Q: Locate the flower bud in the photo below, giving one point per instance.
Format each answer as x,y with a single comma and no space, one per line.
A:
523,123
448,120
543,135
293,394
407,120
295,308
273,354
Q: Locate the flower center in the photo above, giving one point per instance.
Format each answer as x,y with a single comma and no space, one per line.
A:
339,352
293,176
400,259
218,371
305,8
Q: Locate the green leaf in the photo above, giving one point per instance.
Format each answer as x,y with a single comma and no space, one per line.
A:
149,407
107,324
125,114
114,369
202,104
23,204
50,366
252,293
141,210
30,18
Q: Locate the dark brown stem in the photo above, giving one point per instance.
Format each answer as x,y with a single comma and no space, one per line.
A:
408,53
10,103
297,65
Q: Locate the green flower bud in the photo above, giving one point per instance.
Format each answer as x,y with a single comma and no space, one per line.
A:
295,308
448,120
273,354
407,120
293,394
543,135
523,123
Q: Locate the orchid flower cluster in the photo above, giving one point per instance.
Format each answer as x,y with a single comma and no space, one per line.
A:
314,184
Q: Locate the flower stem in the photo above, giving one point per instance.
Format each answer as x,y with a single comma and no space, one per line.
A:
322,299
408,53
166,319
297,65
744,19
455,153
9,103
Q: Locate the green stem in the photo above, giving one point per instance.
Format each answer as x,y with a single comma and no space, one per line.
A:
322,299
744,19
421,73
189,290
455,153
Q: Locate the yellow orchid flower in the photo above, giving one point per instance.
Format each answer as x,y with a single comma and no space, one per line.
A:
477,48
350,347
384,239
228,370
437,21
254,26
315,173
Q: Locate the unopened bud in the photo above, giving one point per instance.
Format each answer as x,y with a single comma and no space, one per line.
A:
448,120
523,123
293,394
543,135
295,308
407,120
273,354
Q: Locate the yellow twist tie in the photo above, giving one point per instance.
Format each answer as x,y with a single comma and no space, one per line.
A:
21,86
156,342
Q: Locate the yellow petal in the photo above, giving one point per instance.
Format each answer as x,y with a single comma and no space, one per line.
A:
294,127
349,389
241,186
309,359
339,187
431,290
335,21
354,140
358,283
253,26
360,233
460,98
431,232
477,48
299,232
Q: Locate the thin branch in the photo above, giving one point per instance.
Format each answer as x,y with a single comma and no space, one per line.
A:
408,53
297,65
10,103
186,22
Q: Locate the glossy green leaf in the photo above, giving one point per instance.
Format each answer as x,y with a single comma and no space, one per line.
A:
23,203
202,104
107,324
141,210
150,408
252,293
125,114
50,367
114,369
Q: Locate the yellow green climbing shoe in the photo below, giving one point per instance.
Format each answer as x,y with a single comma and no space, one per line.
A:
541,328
★ ★ ★
> Your objective:
Copy every line of the records above word for word, with no changes.

> Result below:
Q: Locate the flower bud in the photo below, giving one point per instance.
Format each answer as x,y with a single comma and no space, one per line.
A:
523,123
448,120
543,135
293,394
407,120
295,308
273,354
Q: Locate the flower center in the photo above, giving one point per instance.
Format each answer as x,y with a single comma and no space, one per line.
A:
339,352
293,176
400,259
218,371
305,8
Q: Locate the green leaf in the photo above, giving one point per instance.
Format each answer as x,y with a single comma and no space, one per line.
A:
149,407
107,324
125,114
114,369
202,104
23,204
50,366
252,293
141,210
30,18
Q: Locate the dark brown stem in the photo above, giving one point per instance.
Format each answer as x,y with a single comma and no space, one per line.
A:
408,53
10,103
297,65
Q: Locate the green flower bud in the photo above, giving one point per instance.
Format each answer as x,y with a single comma and no space, one per line.
A:
295,308
448,120
273,354
407,120
293,394
543,135
523,123
Q: Locate the orchid flower cluster in the photo above, giving one point per instance.
Format each answer as x,y with a single comma and no space, one per line.
A:
314,184
Q: Locate the flower stem in the photo above, giving one point per instance.
Format each answer as x,y with a single comma and no space, one per line.
A:
322,299
408,53
166,319
297,65
744,19
455,153
9,103
Q: Locate the green stem in the photo above, giving one point per instance.
Format each answer as x,y with a single comma and no space, one per line.
A:
322,299
744,19
421,73
189,290
455,153
Q: Locate the yellow orchid flower in the photo above, giving one point per instance.
Format each answer as x,y with a single comma and no space, one per line.
A:
477,48
350,347
384,239
228,370
437,21
254,26
315,173
Q: Locate the unopened bud in the photo above, giving one point per instance.
Format each answer as x,y with a single comma and no space, one per line.
A:
448,120
523,123
293,394
543,135
295,308
407,120
273,354
Q: Locate the yellow twist tie in the photo above, giving one point per instance.
Format each answer as x,y with a single comma and no space, one per line.
A:
21,86
156,342
Q: Locate the yellow petal in the photo above, giving one point per instance.
Format each answer as x,y with a single comma and no space, one per line.
A:
294,127
349,389
241,186
309,359
339,187
431,290
335,21
354,140
358,283
253,26
360,233
460,98
431,232
477,48
299,232
Q: Locate the thin branch in the photo above, giving one point per instance.
Format each answer as x,y with a single comma and no space, one per line.
A:
408,53
297,65
10,103
186,22
Q: Locate the glossy green leaf in the photo above, giving one point per instance.
Format each answer as x,y with a single comma and no space, one per line.
A:
23,203
202,104
107,324
141,210
150,408
252,293
125,114
50,367
114,369
Q: Locate the yellow green climbing shoe in the photo below, giving one point per instance.
Format each answer as x,y with a single comma and no space, one per line.
A:
541,328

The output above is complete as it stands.